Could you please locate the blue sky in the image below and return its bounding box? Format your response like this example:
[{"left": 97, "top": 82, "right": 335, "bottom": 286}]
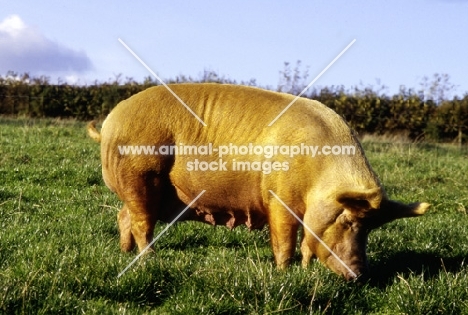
[{"left": 0, "top": 0, "right": 468, "bottom": 95}]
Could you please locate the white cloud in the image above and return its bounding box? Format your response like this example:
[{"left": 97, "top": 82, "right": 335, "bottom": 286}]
[{"left": 0, "top": 15, "right": 92, "bottom": 75}]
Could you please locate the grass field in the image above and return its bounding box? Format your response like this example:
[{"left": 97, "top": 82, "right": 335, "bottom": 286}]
[{"left": 0, "top": 118, "right": 468, "bottom": 314}]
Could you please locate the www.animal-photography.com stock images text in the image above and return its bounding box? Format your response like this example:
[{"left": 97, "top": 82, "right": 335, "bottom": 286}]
[{"left": 0, "top": 0, "right": 468, "bottom": 315}]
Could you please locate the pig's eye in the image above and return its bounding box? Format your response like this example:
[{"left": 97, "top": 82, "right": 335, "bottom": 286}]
[{"left": 338, "top": 213, "right": 354, "bottom": 228}]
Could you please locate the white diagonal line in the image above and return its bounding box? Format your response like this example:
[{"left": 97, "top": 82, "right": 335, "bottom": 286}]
[
  {"left": 117, "top": 190, "right": 206, "bottom": 278},
  {"left": 268, "top": 190, "right": 357, "bottom": 278},
  {"left": 119, "top": 38, "right": 206, "bottom": 127},
  {"left": 268, "top": 39, "right": 356, "bottom": 127}
]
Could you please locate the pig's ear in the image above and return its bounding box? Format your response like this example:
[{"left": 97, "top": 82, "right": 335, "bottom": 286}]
[
  {"left": 336, "top": 188, "right": 383, "bottom": 212},
  {"left": 367, "top": 200, "right": 431, "bottom": 229}
]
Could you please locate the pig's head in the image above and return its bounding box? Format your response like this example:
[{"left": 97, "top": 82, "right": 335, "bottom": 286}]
[{"left": 312, "top": 188, "right": 430, "bottom": 280}]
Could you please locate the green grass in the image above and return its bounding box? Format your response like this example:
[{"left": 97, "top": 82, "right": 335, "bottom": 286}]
[{"left": 0, "top": 118, "right": 468, "bottom": 314}]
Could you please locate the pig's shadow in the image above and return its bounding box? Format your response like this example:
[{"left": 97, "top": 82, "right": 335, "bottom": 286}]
[{"left": 368, "top": 251, "right": 466, "bottom": 287}]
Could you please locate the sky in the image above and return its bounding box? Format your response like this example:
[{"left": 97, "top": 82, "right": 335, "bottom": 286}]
[{"left": 0, "top": 0, "right": 468, "bottom": 96}]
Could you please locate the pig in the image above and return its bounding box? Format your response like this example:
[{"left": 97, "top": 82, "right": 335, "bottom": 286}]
[{"left": 87, "top": 83, "right": 430, "bottom": 280}]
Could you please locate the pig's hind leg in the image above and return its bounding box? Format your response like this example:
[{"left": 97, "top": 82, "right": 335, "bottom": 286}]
[{"left": 118, "top": 172, "right": 161, "bottom": 252}]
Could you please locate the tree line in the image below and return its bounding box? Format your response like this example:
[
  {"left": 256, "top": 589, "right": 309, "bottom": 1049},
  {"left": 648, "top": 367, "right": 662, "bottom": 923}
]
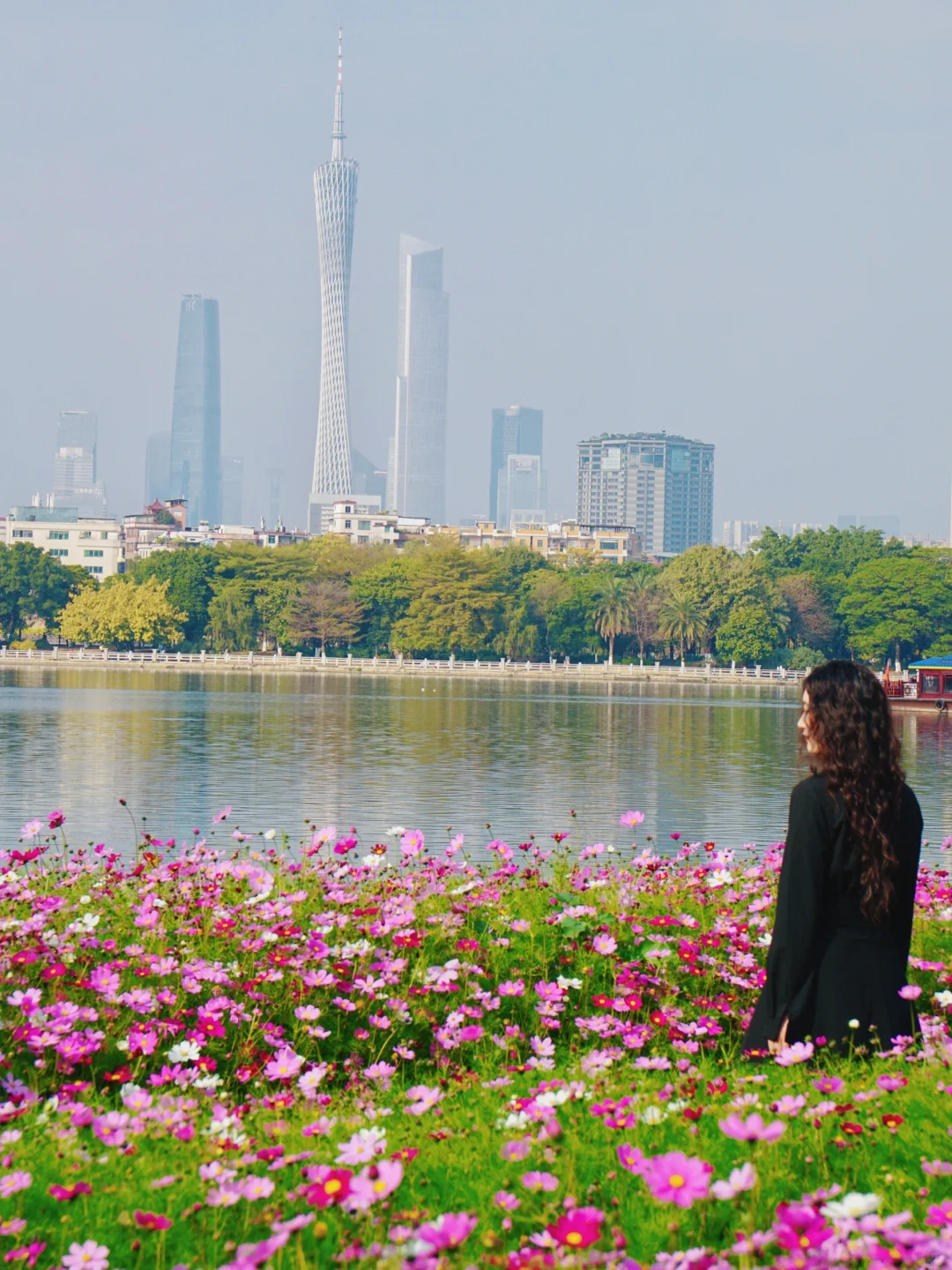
[{"left": 0, "top": 528, "right": 952, "bottom": 668}]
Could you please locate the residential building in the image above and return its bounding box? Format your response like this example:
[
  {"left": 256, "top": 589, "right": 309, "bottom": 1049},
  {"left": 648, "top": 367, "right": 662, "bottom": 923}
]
[
  {"left": 328, "top": 499, "right": 429, "bottom": 546},
  {"left": 496, "top": 453, "right": 546, "bottom": 529},
  {"left": 386, "top": 234, "right": 450, "bottom": 522},
  {"left": 307, "top": 32, "right": 358, "bottom": 534},
  {"left": 145, "top": 432, "right": 171, "bottom": 505},
  {"left": 577, "top": 432, "right": 715, "bottom": 557},
  {"left": 51, "top": 410, "right": 106, "bottom": 517},
  {"left": 5, "top": 507, "right": 124, "bottom": 580},
  {"left": 169, "top": 296, "right": 221, "bottom": 525},
  {"left": 488, "top": 405, "right": 545, "bottom": 525},
  {"left": 721, "top": 520, "right": 761, "bottom": 555},
  {"left": 221, "top": 455, "right": 245, "bottom": 525}
]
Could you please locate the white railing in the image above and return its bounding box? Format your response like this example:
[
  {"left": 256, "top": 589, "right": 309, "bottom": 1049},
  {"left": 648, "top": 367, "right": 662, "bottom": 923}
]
[{"left": 0, "top": 646, "right": 806, "bottom": 684}]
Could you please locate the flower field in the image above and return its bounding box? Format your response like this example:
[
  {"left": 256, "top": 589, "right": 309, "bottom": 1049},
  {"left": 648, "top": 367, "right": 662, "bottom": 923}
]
[{"left": 0, "top": 808, "right": 952, "bottom": 1270}]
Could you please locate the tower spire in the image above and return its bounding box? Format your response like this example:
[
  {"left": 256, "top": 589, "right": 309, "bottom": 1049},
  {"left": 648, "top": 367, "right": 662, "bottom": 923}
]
[{"left": 330, "top": 26, "right": 344, "bottom": 159}]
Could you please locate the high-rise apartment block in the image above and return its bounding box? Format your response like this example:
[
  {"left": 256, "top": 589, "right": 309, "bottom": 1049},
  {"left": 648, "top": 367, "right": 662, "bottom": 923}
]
[
  {"left": 52, "top": 410, "right": 106, "bottom": 516},
  {"left": 142, "top": 432, "right": 171, "bottom": 507},
  {"left": 577, "top": 432, "right": 715, "bottom": 557},
  {"left": 488, "top": 405, "right": 545, "bottom": 527},
  {"left": 169, "top": 296, "right": 221, "bottom": 526},
  {"left": 307, "top": 33, "right": 358, "bottom": 534},
  {"left": 221, "top": 455, "right": 245, "bottom": 525},
  {"left": 387, "top": 234, "right": 450, "bottom": 525}
]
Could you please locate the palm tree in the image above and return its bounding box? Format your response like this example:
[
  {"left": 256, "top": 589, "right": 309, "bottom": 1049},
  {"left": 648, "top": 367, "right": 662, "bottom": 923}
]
[
  {"left": 658, "top": 591, "right": 706, "bottom": 661},
  {"left": 591, "top": 577, "right": 631, "bottom": 666}
]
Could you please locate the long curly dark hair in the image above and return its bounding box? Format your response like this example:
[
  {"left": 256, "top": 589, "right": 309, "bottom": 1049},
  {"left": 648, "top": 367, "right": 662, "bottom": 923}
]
[{"left": 804, "top": 661, "right": 905, "bottom": 923}]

— WHAT YOU ARE ASKED TO DO —
Your output consists solely of the lines from the one with "Could you please locate the palm" through the last line, copied exactly.

— FULL ANSWER —
Could you please locate the palm tree in the image above and return its bounding box? Format your response like this example:
[
  {"left": 256, "top": 589, "right": 309, "bottom": 1049},
  {"left": 648, "top": 367, "right": 662, "bottom": 923}
]
[
  {"left": 658, "top": 591, "right": 706, "bottom": 661},
  {"left": 591, "top": 577, "right": 631, "bottom": 666}
]
Could you please locate the long curly dark hair in the image above and return its bounding box? Format your response like this example:
[
  {"left": 256, "top": 589, "right": 309, "bottom": 1049},
  {"left": 648, "top": 367, "right": 662, "bottom": 923}
]
[{"left": 804, "top": 661, "right": 905, "bottom": 923}]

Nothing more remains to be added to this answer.